───── PASSAGE PROVIDED

Forget Little House on the Prairie – these American stories are slim and strange

Mail boxes by a prairie road in rural Wyoming
Mail boxes by a prairie road in rural Wyoming - Dermot Tatlow

The filmmaker Agnès Varda said that if you cut her body open, you would find beaches. For the narrator of Danielle Dutton’s stories in Prairie, Dresses, Art, Other, it would be the Midwestern prairie: “This is exactly what you’d find… My body’s obscured by the waving of plants… There are millions of flowers like stars.”

Dutton’s slim, strange book, published by the independent press Prototype, is about landscapes and our place within them. The stories in the first two sections, ‘Prairie’ and ‘Dresses’, are scant on plot; more often, they follow the thought-pattern of an unnamed female narrator, and are led by the weirdness of their settings. Sometimes, their surreal quality comes from environmental collapse, as when our narrator drives her son home during “the hottest week in the world”, the sun “clearly rising on the wrong side”. At others, it comes from her 13-year-old son’s storytelling. He often explains things such as “what would happen if she got sucked into a black hole”. While camping, he tells his mother about the Mothman, a mythical “dark creature” who threatens to turn real when they hear screaming outside the tent.

The book’s form is even less conventional. After the abstract pieces of ‘Prairie’ and ‘Dresses’ comes ‘Art’, an essay on Dutton’s visual inspiration. Reading it is rather like watching a post-film Q&A with a director; Dutton explains that she wants to write stories with “a specific way of looking”. Her voice is inquisitive, constantly clarifying: “By looking I mean seeing, but I also mean a way of being in relation to the world, a politics of attention.” Swerving into non-fiction risks breaking the book’s momentum, yet the authority of Dutton’s essay balances out the dreaminess of her stories.

──────────

Pick up the review of Danielle Dutton's Prairie, Dresses, Art, Other after its final sentence and keep writing it.

───── PROVIDED MATERIAL

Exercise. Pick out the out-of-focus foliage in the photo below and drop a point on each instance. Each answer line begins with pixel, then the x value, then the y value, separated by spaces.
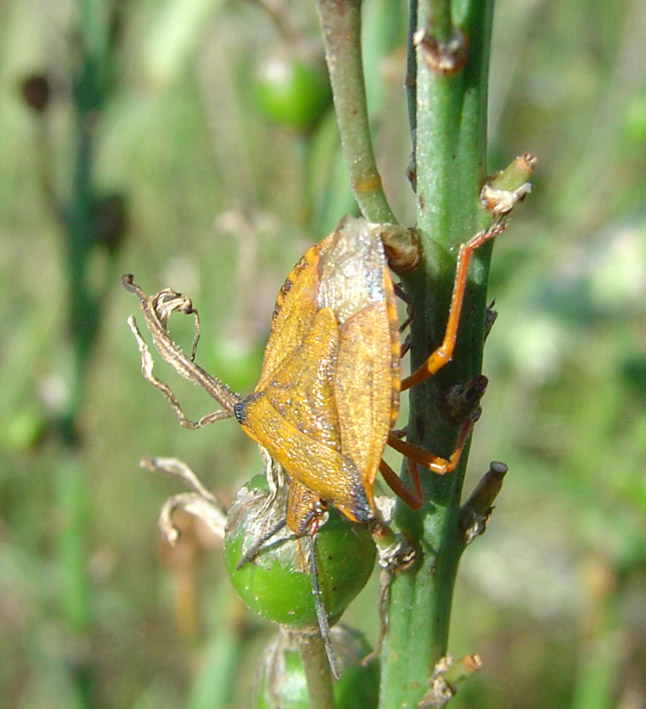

──────────

#### ANSWER TO THIS EXERCISE
Prairie, Dresses, Art, Other is best at creating an unsettling air. ‘Other’ picks up the stories in even odder vignettes; in one, an older female writer kills a younger more successful one. Something sours in the the marriage of the narrator of ‘Prairie’ – she often can’t find her husband – while her son’s move into adulthood – “it was only recently he’d turned into this stranger” – is just as unnerving. You’re never sure whether Dutton is still on the outside, or getting at the narrator’s anxiety within. But that uncertainty feels part of this project, which gives us not just a cycle of stylishly observed stories but also, midway through, the tools to read them.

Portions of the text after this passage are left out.